● **TEXT PROVIDED**
+++

All of the tough issues — the lack of WMDs in Iraq, the Scooter Libby affair, Hurricane Katrina, the criticisms of Dick Cheney and Donald Rumsfeld, waterboarding, Wall Street “greed” and so on — are discussed with total candour. Bush emerges as someone who tended to make the same decisions that any sensible, well-informed, patriotic person would have made, faced with the same circumstances. He is on occasion unable or unwilling to delve into the psyches of some of his interlocutors without evidence — why on earth didn’t the Louisiana governor Kathleen Blanco agree immediately to federalise the Katrina response, for example, and why didn’t Saddam back down when 240,000 Coalition troops arrived on his borders in 2003? — but frankly his guess wouldn’t be that much better than ours, so instead he just gives us the facts.

On occasion, the normally pachydermatous Bush can be remarkably thin-skinned. Why on earth did he feel “disgusted” and “deeply insulted” when the rapper Kanye West said on TV during Hurricane Katrina that “George Bush doesn’t care about black people”? That’s just the kind of moronic remark that self-promoting pop stars make all the time, and Bush’s record for helping minorities in the US spoke for itself.

+++

Saved entries:
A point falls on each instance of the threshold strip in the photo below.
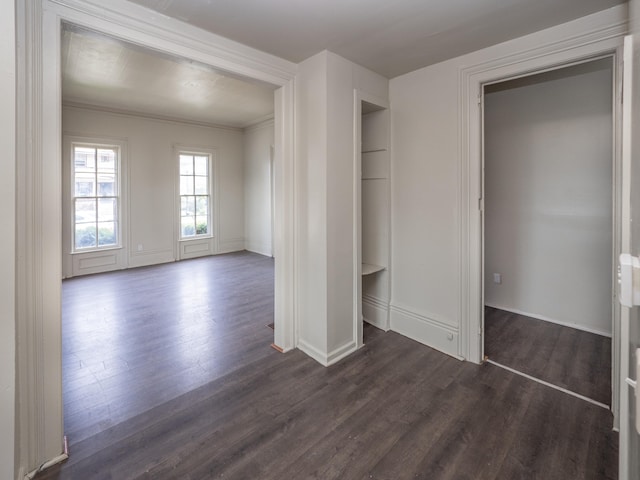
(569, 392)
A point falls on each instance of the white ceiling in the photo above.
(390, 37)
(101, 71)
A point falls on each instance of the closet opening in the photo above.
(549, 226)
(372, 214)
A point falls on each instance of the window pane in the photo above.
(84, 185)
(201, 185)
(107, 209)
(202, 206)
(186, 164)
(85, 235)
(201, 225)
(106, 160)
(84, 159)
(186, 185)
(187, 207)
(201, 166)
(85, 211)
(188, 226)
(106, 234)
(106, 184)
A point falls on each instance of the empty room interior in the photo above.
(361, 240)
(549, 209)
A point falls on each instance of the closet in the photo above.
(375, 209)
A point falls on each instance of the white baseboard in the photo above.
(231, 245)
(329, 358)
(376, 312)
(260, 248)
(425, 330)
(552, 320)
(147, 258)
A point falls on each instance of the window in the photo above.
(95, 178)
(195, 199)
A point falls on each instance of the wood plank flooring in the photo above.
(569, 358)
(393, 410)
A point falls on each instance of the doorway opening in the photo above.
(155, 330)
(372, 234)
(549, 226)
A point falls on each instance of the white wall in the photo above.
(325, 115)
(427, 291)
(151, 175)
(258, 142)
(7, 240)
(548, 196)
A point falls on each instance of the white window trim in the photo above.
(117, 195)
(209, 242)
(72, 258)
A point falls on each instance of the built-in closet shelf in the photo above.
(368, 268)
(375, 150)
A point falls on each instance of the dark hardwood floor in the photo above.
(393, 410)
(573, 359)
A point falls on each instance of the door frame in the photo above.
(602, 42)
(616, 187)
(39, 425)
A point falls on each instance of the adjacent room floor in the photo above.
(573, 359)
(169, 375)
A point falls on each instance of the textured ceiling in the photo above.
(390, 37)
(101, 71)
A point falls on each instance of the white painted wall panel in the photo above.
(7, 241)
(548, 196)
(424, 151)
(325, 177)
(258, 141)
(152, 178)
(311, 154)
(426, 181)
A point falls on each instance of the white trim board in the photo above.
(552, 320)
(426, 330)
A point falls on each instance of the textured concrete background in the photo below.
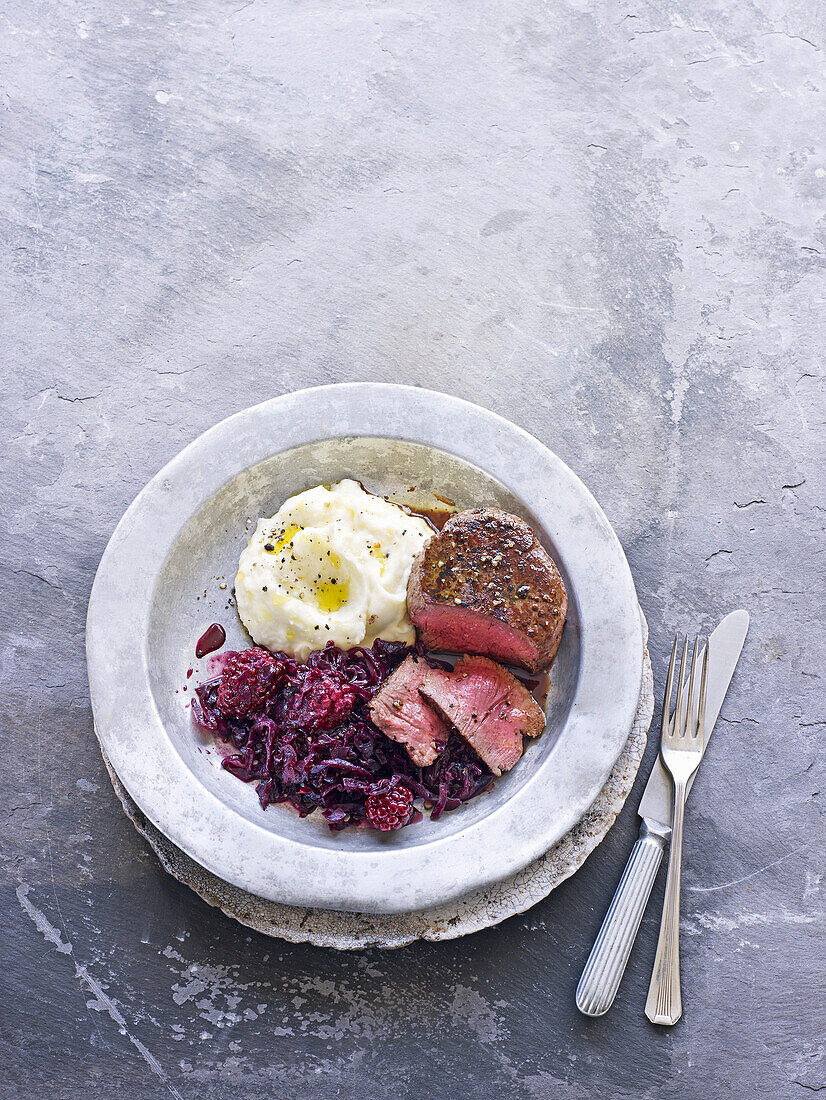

+++

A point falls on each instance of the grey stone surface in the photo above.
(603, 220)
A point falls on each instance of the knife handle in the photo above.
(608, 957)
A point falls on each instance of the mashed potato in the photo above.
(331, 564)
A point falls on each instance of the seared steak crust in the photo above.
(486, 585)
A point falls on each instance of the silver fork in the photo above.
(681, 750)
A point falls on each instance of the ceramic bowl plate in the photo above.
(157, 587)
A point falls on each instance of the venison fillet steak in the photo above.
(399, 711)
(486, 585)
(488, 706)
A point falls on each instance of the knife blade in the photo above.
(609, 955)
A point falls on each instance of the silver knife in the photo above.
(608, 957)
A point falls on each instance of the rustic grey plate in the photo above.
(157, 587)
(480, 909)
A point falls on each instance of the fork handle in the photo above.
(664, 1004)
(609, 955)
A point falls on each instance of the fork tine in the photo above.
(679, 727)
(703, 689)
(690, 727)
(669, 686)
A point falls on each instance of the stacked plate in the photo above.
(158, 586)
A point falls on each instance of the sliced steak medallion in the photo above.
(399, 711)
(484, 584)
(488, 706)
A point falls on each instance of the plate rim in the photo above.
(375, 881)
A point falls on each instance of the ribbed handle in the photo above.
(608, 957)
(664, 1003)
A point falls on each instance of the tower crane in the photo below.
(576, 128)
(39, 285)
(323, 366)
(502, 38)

+++

● **EXERCISE DIRECTIONS**
Answer these questions from the passage about Bush:
(a) What is the name of the Louisiana governor mentioned?
(b) How many Coalition troops arrived on Saddam's borders in 2003?
(c) Which two words describe how Bush felt about Kanye West's remark?
These saved lines have no connection to the passage about Bush.

● **TASK RESULT**
(a) Kathleen Blanco
(b) 240,000
(c) "Disgusted" and "deeply insulted"